Supplied text:
# How does electricity from a 3 phase 4 wire 480Y/277v EV meter differ from a standard 120v wall outlet?

I am wondering what the difference is the electricity that comes out of the switchboard/utility meter that is designed to be a separate meter to measure a customer's use of power that only goes to an electric vehicle charger (that is from the utility prior to it being attached to any sort of EV charging device/vehicle) that is 4 wire, 3 phase, and 480Y/277v 2500 amps with a 65,000 amps fault compared to the type of electricity that comes from your standard US wall outlet at 120v?

Is the main difference here the amperage of the electricity, so 20-30 amps vs. 2500 amps and the 277/480v difference in voltage as well? Or is there some fundamental difference in the way that these two sources of electricity behave?

For example: I've been told that generally, the electricity that comes from a 120v wall outlet doesn't pose much of a risk of electrocuting someone because it would return to ground fairly well and that unless someone were very close to the source of the electricity (like touching a wire) that it'd be nearly impossible to feel a serious shock/get electrocuted. Due to the fact that even if this happened to someone who was not located on the ground floor of a building that the relatively small amount of electricity in a 120v 20 amp wall outlet wouldn't be able to pose much of a problem if electricity from it was somehow getting out into the home and would likely only cause something like a person to experience a shock/arc comparable to a very large static electricity shock? If the electricity were coming from the wiring from the EV meter source mentioned above (as in straight from the meter and properly connected to a charging system designed for EV's and not hooked up to a car either) from the utility and at 480v 2500 amps and say passing through the carpeting on its way to the ground then that electricity would absolutely cause a person to notice significantly more serious adverse effects?

Please forgive my lack of knowledge on this subject in general but this is potentially a very serious issue and unfortunately I haven't been able to get advice elsewhere, including the utility.

• well it's a different voltage and it's three-phase instead of single-phase...? – Hearth Mar 16 at 14:20
• I'm having trouble understanding whether you're actually getting shocked or are concerned about it, but regardless, for such concerns you need an electrician, not an electrical engineering forum. All we can tell you with this context is that three-phase, 480/277V is a) three-phase and b) a higher voltage. It still behaves like electricity and follows the same physics. – nanofarad Mar 16 at 14:23
• The electricity still uses electrons in the same way. – Andy aka Mar 16 at 14:24
• I’m voting to close this question because it belongs in diy.se as it pertains to advise about household wiring and tradeoffs for ev charging , this is within the scope of the diy (home improvement) forum. – crasic Mar 16 at 14:30
• 2500 amps is a sh*tload of amps, even for an EV, are you sure it's not 250 amps? – user253751 Mar 16 at 17:34

All household mains voltages pose a threat to human life if they are found where they should not be.

The additional voltage of your three phase is not enough to be shocked when touching an insulated wire.

The largest risk from household electrics is fire, the three phase supply is capable of causing much more damage than 120V if something goes awry, as evidenced by the much larger amperage rating (20A vs purportedly 2500A)

Short problem 1: In the EV meter discussion, what is named as the largest risk from household electrics?
Short problem 2: Reproduce the EV meter discussion from "All household mains" up to and including "vs purportedly 2500A)".
Short problem 3: Write what comes next in the EV meter discussion, picking up after its final sentence.

Supplied data:

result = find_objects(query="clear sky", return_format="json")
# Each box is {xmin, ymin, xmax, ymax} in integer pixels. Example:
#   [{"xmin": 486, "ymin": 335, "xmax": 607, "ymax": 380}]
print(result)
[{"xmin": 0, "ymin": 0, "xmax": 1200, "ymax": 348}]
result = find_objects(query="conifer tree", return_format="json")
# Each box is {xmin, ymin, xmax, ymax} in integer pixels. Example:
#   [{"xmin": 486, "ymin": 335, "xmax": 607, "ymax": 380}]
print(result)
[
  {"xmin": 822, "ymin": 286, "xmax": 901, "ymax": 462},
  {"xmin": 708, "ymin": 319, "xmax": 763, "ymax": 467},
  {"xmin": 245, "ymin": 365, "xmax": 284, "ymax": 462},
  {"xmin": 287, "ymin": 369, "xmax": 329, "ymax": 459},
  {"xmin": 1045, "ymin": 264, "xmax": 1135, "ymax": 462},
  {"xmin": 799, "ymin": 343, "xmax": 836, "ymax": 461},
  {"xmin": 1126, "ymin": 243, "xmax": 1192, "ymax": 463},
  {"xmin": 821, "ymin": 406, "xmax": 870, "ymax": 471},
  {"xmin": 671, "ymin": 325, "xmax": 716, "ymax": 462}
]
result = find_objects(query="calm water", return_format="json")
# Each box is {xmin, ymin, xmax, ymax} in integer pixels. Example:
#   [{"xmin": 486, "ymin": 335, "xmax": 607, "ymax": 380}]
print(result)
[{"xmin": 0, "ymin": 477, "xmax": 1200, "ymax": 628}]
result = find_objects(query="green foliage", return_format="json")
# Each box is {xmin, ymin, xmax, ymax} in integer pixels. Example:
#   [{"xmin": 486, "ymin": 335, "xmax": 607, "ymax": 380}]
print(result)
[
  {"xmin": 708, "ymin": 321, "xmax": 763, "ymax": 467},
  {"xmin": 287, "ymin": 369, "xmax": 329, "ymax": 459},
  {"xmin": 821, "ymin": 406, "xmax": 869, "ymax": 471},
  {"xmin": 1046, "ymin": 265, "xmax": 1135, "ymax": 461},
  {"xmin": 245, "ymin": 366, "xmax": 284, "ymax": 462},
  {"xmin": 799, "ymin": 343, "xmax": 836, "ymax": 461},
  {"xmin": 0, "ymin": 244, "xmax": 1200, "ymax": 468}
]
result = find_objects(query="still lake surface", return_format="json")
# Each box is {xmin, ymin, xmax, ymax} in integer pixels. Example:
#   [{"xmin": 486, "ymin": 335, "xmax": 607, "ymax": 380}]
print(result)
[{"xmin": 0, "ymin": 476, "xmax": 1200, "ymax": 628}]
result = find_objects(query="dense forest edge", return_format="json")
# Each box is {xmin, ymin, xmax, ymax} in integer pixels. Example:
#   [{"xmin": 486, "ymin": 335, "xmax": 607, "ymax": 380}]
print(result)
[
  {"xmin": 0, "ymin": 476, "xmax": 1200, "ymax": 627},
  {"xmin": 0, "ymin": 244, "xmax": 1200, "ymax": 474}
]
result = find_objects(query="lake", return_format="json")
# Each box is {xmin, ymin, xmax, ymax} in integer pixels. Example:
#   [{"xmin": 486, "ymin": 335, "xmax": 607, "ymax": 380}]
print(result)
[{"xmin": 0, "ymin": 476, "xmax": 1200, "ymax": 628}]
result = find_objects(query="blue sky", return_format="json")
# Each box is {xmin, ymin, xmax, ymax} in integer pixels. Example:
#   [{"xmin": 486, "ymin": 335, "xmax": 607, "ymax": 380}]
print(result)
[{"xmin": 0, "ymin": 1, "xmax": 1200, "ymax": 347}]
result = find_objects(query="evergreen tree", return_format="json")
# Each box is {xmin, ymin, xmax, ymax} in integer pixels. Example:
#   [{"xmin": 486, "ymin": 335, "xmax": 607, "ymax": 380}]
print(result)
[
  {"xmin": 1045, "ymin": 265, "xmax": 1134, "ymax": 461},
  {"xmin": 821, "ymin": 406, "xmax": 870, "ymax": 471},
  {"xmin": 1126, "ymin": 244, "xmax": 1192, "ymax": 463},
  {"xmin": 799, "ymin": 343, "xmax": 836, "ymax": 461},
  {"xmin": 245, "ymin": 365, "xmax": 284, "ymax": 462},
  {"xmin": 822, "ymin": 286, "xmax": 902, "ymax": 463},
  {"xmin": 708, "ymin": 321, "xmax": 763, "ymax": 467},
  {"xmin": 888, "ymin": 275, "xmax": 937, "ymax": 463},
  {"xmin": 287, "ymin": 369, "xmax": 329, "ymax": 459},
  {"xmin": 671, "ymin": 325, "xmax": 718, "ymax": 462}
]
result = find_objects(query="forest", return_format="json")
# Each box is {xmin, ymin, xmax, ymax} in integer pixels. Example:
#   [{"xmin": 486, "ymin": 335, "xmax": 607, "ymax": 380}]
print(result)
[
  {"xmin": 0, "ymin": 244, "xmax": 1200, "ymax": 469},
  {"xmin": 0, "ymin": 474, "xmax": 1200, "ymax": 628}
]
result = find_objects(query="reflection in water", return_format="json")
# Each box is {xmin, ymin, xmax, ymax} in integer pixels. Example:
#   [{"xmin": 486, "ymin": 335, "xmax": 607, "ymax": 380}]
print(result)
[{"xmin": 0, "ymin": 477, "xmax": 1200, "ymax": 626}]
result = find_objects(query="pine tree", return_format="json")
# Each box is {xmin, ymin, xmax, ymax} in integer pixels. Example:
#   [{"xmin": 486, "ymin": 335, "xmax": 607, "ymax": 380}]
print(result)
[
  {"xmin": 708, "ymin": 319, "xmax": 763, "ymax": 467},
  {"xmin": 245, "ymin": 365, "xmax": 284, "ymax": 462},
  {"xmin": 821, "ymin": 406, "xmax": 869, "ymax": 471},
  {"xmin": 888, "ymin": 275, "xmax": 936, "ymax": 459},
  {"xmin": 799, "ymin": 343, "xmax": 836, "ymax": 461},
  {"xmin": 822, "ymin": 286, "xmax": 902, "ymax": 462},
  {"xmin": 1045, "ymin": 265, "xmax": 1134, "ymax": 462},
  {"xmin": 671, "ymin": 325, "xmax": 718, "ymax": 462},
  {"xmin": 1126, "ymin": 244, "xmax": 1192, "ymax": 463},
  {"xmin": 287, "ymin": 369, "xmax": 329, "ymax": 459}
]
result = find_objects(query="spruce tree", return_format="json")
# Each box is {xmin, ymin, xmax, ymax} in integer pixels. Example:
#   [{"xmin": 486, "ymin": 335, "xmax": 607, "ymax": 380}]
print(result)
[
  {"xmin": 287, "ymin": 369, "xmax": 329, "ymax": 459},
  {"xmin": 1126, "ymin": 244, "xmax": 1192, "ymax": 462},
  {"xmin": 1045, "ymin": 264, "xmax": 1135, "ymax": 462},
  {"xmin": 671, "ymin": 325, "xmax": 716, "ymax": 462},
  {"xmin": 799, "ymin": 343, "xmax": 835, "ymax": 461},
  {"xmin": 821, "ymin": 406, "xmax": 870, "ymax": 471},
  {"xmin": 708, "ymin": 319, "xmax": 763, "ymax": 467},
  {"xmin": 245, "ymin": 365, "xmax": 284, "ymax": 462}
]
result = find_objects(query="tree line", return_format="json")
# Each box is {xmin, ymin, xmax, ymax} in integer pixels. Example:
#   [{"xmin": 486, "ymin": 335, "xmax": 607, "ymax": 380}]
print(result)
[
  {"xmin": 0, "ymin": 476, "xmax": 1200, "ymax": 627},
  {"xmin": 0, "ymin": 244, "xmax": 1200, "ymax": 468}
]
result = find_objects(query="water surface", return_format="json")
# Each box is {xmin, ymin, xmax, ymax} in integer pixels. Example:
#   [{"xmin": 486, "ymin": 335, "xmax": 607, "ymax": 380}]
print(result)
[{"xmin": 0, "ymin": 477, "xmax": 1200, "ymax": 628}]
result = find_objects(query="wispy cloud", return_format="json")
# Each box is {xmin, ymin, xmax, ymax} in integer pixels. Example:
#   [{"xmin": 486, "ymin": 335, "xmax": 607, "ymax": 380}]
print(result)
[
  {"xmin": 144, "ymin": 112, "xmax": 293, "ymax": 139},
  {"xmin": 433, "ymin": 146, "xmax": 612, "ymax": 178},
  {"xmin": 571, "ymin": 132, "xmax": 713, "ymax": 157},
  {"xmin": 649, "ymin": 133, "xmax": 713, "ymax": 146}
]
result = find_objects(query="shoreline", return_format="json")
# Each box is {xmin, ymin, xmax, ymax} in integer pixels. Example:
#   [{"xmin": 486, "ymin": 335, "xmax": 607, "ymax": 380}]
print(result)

Answer 1: Fire.

Answer 2:
All household mains voltages pose a threat to human life if they are found where they should not be.

The additional voltage of your three phase is not enough to be shocked when touching an insulated wire.

The largest risk from household electrics is fire, the three phase supply is capable of causing much more damage than 120V if something goes awry, as evidenced by the much larger amperage rating (20A vs purportedly 2500A)

Answer 3:
There appears to be an unanswered part of this question regarding electrical safety and what electricity does to you. The level 3 charging station actually has both 480V 3 phase AC input and 480V capable DC output, so two separate potential dangers. Both, if installed properly have many safety features to decrease the likelihood of a person getting shocked. One of the first precautions in an electrical design with a dangerous voltage is simply to build the equipment so that humans can't come in contact with current carrying parts unless they do something stupid or something breaks. In addition to the insulation that protects you from the wire, assorted means of "mechanical protection" are used to make the wire resilient to a reasonable amount of abuse for its purpose, like placing the wires inside walls, or using armored cable or drawing the wires into pipes which in turn may be poured into concrete or simply buried.

Where metal parts like boxes or pipe are used, they are attached to the ground wire to ensure that if a live wire touches them, instead of being energized to the voltage of the wire, the low resistance ground connection allows a massive amount of current to flow to ground, which in turn trips the circuit breaker very rapidly so that the current surge does not last long enough to damage anything. This deenergises the circuit and the object and removes the danger. The "bang" or "pop" noise you hear along with other signs like smoke, heat or the lights in one half of the building going out, along with knowledge of what has been recently modified or is exposed to abuse and what the blown breaker is attached to will help you locate the fault. You can also get devices called GFCIs (Ground Fault Circuit Interruptor) built into breakers or receptacles or just on their own, that blow the breaker immediately at a small detected ground current. These are usually required where conductive liquids may be present, like in the kitchen, the bathroom, or outside.

Where additional danger is present, like a flexible cable capable of carrying huge current at significant voltage that needs reach the car and could be damaged, additional precautions can be taken, such as using an "intelligent" charger that communicates with the car and doesn't apply voltage until the system is securely connected.

So a whole lot of people have put a lot of effort into design and installation rules to ensure that accidents occur as rarely as possible, but what happens when one does occur?

Well first, how much current flows? That is determined by voltage and the resistance of the load (if you're getting shocked, you're the load). Line voltage sources have a current limit, but a 15A 120V circuit won't just deliver 15A to any load that touches it.

$$\I(Current) = E(Voltage) / R(Resistance)\$$

The resistance you have when being shocked depends on the conditions and the path through you the current must take to reach the other side of the circuit. The resistance from the palm of your hand to the back of your hand will be much lower than the resistance from your hand, through your chest and to your feet. A lot of your resistance is in your skin, so if you are wet or your skin is punctured, you lose resistance.

Current passing through your muscles causes them to flex. DC current is constant and only in one direction and as a result can lock you up (make your muscles flex so you can't let go of an energised object).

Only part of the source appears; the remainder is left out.